=== Required task ===
Copy the data below line for line, with no changes.

(Entries from a point annotation set)
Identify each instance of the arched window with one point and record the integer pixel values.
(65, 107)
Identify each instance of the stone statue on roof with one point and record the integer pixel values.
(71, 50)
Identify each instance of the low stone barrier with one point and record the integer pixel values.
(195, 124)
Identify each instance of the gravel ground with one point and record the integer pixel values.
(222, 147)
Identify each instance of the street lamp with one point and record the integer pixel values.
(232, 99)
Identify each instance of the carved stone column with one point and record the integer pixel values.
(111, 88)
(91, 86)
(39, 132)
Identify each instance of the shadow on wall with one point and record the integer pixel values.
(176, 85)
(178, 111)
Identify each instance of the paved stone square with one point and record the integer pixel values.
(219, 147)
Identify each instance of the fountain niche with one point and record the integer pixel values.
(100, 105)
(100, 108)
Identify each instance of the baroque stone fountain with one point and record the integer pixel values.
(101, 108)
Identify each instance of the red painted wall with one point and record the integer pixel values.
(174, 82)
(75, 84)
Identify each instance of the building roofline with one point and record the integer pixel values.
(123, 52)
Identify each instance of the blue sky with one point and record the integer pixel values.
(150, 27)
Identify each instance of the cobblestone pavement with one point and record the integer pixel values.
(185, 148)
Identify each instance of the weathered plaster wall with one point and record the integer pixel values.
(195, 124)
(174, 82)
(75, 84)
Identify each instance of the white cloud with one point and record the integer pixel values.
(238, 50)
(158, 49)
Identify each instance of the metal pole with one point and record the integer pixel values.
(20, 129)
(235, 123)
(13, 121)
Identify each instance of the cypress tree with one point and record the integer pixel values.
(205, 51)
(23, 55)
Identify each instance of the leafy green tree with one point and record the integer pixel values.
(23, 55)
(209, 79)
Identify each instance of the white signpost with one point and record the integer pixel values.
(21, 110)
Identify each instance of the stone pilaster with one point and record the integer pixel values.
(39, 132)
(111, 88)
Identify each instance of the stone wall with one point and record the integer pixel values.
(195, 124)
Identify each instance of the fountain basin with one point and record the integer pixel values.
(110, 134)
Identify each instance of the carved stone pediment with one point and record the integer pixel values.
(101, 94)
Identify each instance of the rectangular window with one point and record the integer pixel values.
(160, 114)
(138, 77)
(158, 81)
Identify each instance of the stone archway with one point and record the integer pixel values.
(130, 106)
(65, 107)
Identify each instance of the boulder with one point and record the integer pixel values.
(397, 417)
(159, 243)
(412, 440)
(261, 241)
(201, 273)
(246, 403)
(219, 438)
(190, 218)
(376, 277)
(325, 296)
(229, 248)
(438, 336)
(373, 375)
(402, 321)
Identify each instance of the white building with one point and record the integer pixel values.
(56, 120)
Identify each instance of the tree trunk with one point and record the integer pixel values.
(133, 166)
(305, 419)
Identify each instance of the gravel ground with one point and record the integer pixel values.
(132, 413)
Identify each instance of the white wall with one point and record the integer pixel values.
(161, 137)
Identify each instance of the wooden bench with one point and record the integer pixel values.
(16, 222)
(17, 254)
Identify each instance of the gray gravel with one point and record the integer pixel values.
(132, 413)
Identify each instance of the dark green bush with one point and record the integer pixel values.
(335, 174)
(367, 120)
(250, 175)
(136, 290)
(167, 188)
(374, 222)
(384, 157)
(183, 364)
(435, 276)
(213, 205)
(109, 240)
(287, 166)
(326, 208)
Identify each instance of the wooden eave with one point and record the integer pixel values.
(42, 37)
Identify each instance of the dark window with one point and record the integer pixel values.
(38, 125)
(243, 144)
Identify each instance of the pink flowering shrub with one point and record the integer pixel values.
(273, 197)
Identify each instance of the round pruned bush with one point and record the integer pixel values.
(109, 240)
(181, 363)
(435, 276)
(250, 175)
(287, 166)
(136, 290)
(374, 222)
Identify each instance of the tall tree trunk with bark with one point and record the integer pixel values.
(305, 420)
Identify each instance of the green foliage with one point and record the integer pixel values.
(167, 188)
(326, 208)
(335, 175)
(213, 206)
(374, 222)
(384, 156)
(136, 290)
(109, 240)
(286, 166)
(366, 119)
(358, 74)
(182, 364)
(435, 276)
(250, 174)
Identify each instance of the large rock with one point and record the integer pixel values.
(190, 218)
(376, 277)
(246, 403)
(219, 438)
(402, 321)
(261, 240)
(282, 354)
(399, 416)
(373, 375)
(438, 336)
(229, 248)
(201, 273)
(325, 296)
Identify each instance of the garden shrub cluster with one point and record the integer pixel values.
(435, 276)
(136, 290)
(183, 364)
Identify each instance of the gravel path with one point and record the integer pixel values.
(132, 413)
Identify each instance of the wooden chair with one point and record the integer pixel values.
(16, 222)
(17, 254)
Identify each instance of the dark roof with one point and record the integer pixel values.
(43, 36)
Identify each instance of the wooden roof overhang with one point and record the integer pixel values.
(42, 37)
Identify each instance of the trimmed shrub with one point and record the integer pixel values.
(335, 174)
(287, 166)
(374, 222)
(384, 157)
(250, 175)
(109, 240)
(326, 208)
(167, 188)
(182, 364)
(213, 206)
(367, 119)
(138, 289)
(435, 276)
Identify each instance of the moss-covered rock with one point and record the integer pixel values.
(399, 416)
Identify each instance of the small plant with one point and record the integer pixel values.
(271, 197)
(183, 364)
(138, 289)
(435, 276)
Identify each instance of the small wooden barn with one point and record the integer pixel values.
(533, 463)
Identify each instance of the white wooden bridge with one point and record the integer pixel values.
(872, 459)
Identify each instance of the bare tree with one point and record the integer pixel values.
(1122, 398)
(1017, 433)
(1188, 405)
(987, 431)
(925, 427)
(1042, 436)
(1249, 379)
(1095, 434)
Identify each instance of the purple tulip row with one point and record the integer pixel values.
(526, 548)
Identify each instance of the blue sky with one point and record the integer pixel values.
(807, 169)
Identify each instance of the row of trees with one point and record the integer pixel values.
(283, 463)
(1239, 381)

=== Response to the exercise ===
Identify each instance of the arched window with one point and record the integer pixel values.
(65, 107)
Identify each instance of the stone statue on roof with one point and record the integer pixel values.
(71, 50)
Identify each instance of the low stone barrier with one point and record the integer pixel values.
(195, 124)
Identify each instance of the gravel ground with one point and record the integer pixel values.
(222, 147)
Identify each instance of the street lamp with one point and record the integer pixel values.
(232, 99)
Identify each instance of the carved stone column with one point and record the integer pixel values.
(111, 88)
(91, 86)
(39, 132)
Identify each instance of the shadow on wall with one point and record the integer pixel values.
(176, 85)
(178, 111)
Identify each instance of the paved stone square with one point and record the integer pixel values.
(219, 147)
Identify each instance of the fountain niche with one point and record the integer pixel values.
(100, 105)
(100, 108)
Identify each instance of the baroque stone fountain with one point and record the integer pixel values.
(101, 108)
Identify each instance of the red painted wall with one point and record the integer pixel values.
(174, 82)
(75, 84)
Identify each instance of the building roofline with one point and record the integer pixel values.
(123, 52)
Identify each instance of the blue sky with one point and record the integer pixel values.
(150, 27)
Identify each instance of the cobblestone pavement with one point and record the integer pixel values.
(185, 148)
Identify each instance of the weathered plaster wall with one point and record the integer pixel values.
(195, 124)
(174, 82)
(75, 84)
Identify each instance of the white cloud with one point and record the integer pixel values.
(238, 50)
(158, 49)
Identify each instance of the metal pole with one point and record the integer pixel values.
(20, 129)
(235, 123)
(13, 121)
Identify each instance of the cypress tree with one point and record the integer pixel values.
(205, 51)
(23, 55)
Identify each instance of the leafy green tree with one point and record the integer pixel values.
(23, 55)
(209, 79)
Identify each instance of the white signpost with one point and record the integer pixel values.
(21, 110)
Identify each instance of the stone pilaster with one point and record the integer pixel values.
(39, 132)
(111, 88)
Identify each instance of the stone wall with one point and record the integer pixel values.
(195, 124)
Identify each instance of the fountain basin with one point and record the integer pixel values.
(110, 134)
Identify each instance of the carved stone pediment with one point and record the integer pixel values.
(101, 94)
Identify each instance of the rectangular window with one point and record the integer pixel values.
(160, 114)
(138, 77)
(158, 81)
Identify each instance of the stone archway with one point and record the integer pixel values.
(130, 106)
(65, 107)
Identify each instance of the boulder with one point and record the integer pixel values.
(397, 417)
(159, 243)
(412, 440)
(261, 241)
(201, 273)
(246, 403)
(219, 438)
(190, 218)
(376, 277)
(325, 296)
(229, 248)
(438, 336)
(373, 375)
(402, 321)
Identify each instance of the white building with one point and record the integer pixel values.
(56, 120)
Identify each instance of the tree trunk with one point and record the integer pixel values.
(133, 166)
(305, 419)
Identify each instance of the gravel ground with one point and record the integer pixel values.
(132, 413)
Identify each instance of the white wall with one point and record the integer pixel values.
(161, 137)
Identify each instance of the wooden bench with one point and record the integer pixel values.
(16, 222)
(17, 254)
Identify each instance of the gray gravel with one point and record the integer pixel values.
(132, 413)
Identify each instance of the dark green bush with one point and record the integer pixel values.
(335, 174)
(367, 120)
(250, 175)
(136, 290)
(167, 188)
(374, 222)
(384, 157)
(183, 364)
(435, 276)
(213, 205)
(109, 240)
(287, 166)
(326, 208)
Identify each instance of the wooden eave with one point and record the integer pixel values.
(42, 37)
Identify each instance of the dark window with one point and record the integer pixel values.
(38, 125)
(243, 144)
Identify each instance of the pink flowering shrub with one point and record the integer pixel values.
(273, 197)
Identify each instance of the round pruned bush with one point and record the integer pixel values.
(109, 240)
(181, 363)
(435, 276)
(250, 175)
(287, 166)
(136, 290)
(374, 222)
Identify each instance of the tall tree trunk with bark with one point and record the integer pixel values.
(305, 420)
Identify each instance of the green foliage with one point and record the integer pixel values.
(167, 188)
(326, 208)
(335, 175)
(213, 206)
(374, 222)
(384, 156)
(136, 290)
(109, 240)
(286, 166)
(366, 119)
(358, 74)
(182, 364)
(435, 276)
(250, 174)
Identify each instance of the large rock with one point and record the integer pixel values.
(190, 218)
(376, 277)
(246, 403)
(219, 438)
(402, 321)
(261, 240)
(282, 354)
(399, 416)
(373, 375)
(438, 336)
(229, 248)
(201, 273)
(325, 296)
Identify each instance of the garden shrub cluster with one point and record the integer pixel values.
(435, 276)
(136, 290)
(183, 364)
Identify each instance of the gravel path with one point and record the integer pixel values.
(132, 413)
Identify each instance of the wooden chair with one point and record the integer pixel values.
(16, 222)
(17, 254)
Identify each instance of the dark roof with one point and record the integer pixel values.
(43, 36)
Identify each instance of the wooden roof overhang with one point and record the integer pixel values.
(42, 37)
Identify each instance of the trimmed shrub with one point and record the integer pixel values.
(335, 174)
(287, 166)
(374, 222)
(384, 157)
(250, 175)
(109, 240)
(326, 208)
(167, 188)
(182, 364)
(213, 206)
(367, 119)
(138, 289)
(435, 276)
Identify each instance of the moss-covered rock with one point and record the integer pixel values.
(399, 416)
Identify each instance of the small plant with one point and record the integer pixel values.
(271, 197)
(183, 364)
(138, 289)
(435, 276)
Identify each instance of the small wooden barn with one point and record the integer pixel values.
(533, 463)
Identify each instance of the white wooden bridge with one point and record the integer pixel values.
(872, 459)
Identify each instance of the bare tree with one point and record the integer pixel values.
(1122, 398)
(1017, 433)
(1188, 405)
(987, 431)
(925, 427)
(1042, 436)
(1249, 379)
(1095, 434)
Identify each instance of the purple tulip row with one point and record the integer pixel values.
(526, 548)
Identify each instance of the blue sky with one point and record the integer pixel values.
(807, 169)
Identify each instance of the row of trees with one point and record the integer pixel values.
(283, 463)
(1239, 381)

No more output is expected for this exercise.